> _Data provided_:
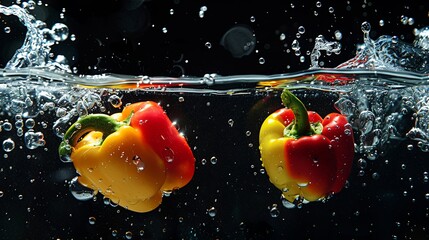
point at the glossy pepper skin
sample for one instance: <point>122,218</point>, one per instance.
<point>130,157</point>
<point>305,156</point>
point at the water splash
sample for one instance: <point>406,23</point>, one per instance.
<point>390,53</point>
<point>36,49</point>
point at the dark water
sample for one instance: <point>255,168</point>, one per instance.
<point>386,200</point>
<point>382,90</point>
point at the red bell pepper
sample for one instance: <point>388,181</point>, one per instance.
<point>305,156</point>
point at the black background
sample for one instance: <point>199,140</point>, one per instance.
<point>109,40</point>
<point>125,36</point>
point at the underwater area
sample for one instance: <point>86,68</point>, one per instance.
<point>217,71</point>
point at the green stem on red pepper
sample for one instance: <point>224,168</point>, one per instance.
<point>95,122</point>
<point>301,125</point>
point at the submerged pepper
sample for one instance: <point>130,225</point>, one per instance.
<point>130,157</point>
<point>305,156</point>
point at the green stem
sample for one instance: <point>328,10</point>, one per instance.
<point>301,126</point>
<point>94,122</point>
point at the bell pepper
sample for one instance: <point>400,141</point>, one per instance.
<point>130,157</point>
<point>305,156</point>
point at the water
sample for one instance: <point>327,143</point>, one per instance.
<point>382,90</point>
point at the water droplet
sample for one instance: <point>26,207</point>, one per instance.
<point>8,145</point>
<point>230,122</point>
<point>295,45</point>
<point>92,220</point>
<point>7,126</point>
<point>365,27</point>
<point>79,191</point>
<point>213,160</point>
<point>128,235</point>
<point>29,123</point>
<point>211,212</point>
<point>362,163</point>
<point>347,132</point>
<point>274,211</point>
<point>239,41</point>
<point>286,203</point>
<point>60,32</point>
<point>34,140</point>
<point>115,101</point>
<point>201,14</point>
<point>168,154</point>
<point>375,176</point>
<point>338,35</point>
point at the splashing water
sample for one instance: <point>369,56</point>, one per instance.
<point>35,50</point>
<point>379,115</point>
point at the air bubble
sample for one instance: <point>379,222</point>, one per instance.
<point>7,126</point>
<point>34,140</point>
<point>128,235</point>
<point>365,27</point>
<point>60,32</point>
<point>274,211</point>
<point>115,101</point>
<point>8,145</point>
<point>338,35</point>
<point>230,122</point>
<point>92,220</point>
<point>211,212</point>
<point>30,123</point>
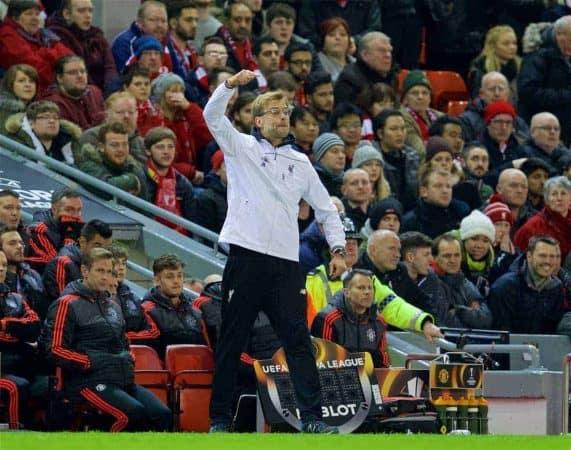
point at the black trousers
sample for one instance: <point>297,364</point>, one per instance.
<point>133,408</point>
<point>254,282</point>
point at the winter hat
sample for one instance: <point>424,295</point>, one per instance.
<point>436,144</point>
<point>365,152</point>
<point>389,205</point>
<point>477,223</point>
<point>163,82</point>
<point>415,78</point>
<point>499,107</point>
<point>498,211</point>
<point>146,42</point>
<point>217,159</point>
<point>323,143</point>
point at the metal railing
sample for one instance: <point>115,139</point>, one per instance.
<point>117,194</point>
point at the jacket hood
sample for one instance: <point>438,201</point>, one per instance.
<point>14,125</point>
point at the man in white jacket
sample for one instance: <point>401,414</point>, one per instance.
<point>267,179</point>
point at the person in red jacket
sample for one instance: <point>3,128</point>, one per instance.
<point>185,119</point>
<point>23,41</point>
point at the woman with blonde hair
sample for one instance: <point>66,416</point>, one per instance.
<point>498,55</point>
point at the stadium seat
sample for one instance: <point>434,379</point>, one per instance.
<point>456,107</point>
<point>446,86</point>
<point>150,373</point>
<point>191,368</point>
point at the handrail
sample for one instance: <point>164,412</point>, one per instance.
<point>115,192</point>
<point>497,348</point>
<point>565,396</point>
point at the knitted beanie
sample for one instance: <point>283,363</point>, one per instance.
<point>498,211</point>
<point>477,223</point>
<point>437,144</point>
<point>365,152</point>
<point>389,205</point>
<point>146,42</point>
<point>499,107</point>
<point>323,143</point>
<point>163,82</point>
<point>415,78</point>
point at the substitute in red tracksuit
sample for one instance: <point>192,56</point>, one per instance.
<point>85,336</point>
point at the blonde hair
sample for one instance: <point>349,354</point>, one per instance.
<point>261,102</point>
<point>491,61</point>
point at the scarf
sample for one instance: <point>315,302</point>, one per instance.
<point>242,51</point>
<point>421,123</point>
<point>165,194</point>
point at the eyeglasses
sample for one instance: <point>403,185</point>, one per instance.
<point>278,111</point>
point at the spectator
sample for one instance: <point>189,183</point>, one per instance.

> _Instructions for the task_:
Retype the stretch from the line containing "point at the underwater area" through the line containing "<point>379,115</point>", with both of those lines included.

> _Response to the task_:
point at the underwater area
sample for one instance: <point>86,68</point>, one per instance.
<point>217,71</point>
point at the green stem on red pepper
sample for one instance: <point>224,168</point>, one per instance.
<point>95,122</point>
<point>301,125</point>
point at the submerged pepper
sample for one instance: <point>130,225</point>, one per instance.
<point>130,157</point>
<point>305,156</point>
point at the green stem
sample for one instance: <point>328,10</point>, one per instance.
<point>301,126</point>
<point>94,122</point>
point at the bell pepper
sample for one instance: <point>400,141</point>, one per instance.
<point>130,157</point>
<point>305,156</point>
point at the water
sample for one instance: <point>327,143</point>, one per instance.
<point>382,90</point>
point at the water droplet
sample for one instance: <point>26,207</point>, one per instance.
<point>8,145</point>
<point>230,122</point>
<point>295,45</point>
<point>92,220</point>
<point>7,126</point>
<point>365,27</point>
<point>79,191</point>
<point>213,160</point>
<point>128,235</point>
<point>29,123</point>
<point>211,212</point>
<point>362,163</point>
<point>347,132</point>
<point>274,211</point>
<point>239,41</point>
<point>286,203</point>
<point>60,32</point>
<point>34,140</point>
<point>115,101</point>
<point>201,14</point>
<point>168,154</point>
<point>375,176</point>
<point>338,35</point>
point at the splashing water
sample for one instance: <point>369,56</point>, one per instance.
<point>35,50</point>
<point>379,115</point>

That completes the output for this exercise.